## Work request:
Nothing but the lines from the one containing "[point] every instance of the bird's beak" through the final line of the data should be repeated, and each must be exact.

(Referring expression pointing data)
════

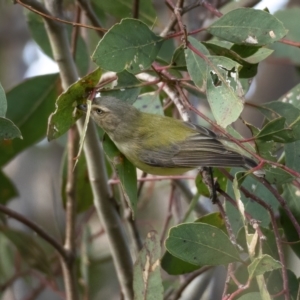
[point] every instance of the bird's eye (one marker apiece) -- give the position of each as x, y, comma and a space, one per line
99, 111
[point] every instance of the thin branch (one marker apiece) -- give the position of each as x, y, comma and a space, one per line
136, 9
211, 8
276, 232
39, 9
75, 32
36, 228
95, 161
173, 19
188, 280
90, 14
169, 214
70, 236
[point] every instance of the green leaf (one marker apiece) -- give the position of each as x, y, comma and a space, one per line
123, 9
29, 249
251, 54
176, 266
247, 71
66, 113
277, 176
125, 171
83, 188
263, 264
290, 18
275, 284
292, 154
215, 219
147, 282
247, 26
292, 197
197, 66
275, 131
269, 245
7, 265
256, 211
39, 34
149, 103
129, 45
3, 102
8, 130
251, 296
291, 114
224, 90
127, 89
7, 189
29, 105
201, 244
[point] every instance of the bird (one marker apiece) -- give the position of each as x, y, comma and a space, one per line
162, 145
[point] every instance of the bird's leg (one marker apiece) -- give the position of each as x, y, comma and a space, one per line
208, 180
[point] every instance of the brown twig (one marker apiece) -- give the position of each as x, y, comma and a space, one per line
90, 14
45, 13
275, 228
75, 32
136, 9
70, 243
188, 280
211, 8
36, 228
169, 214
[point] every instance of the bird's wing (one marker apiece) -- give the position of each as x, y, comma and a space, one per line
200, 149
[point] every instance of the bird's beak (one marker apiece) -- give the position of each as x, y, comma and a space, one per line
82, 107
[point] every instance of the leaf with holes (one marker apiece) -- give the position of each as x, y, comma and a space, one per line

════

## Solution to this exercise:
[point] every instance of the bird's beak (one marker apiece) -- give the position of each as x, y, comma and a space, one per line
82, 107
[point] every instance of the leaf with holes (one marker apiece) -- give the position of each as x, y, comma and a space, one per line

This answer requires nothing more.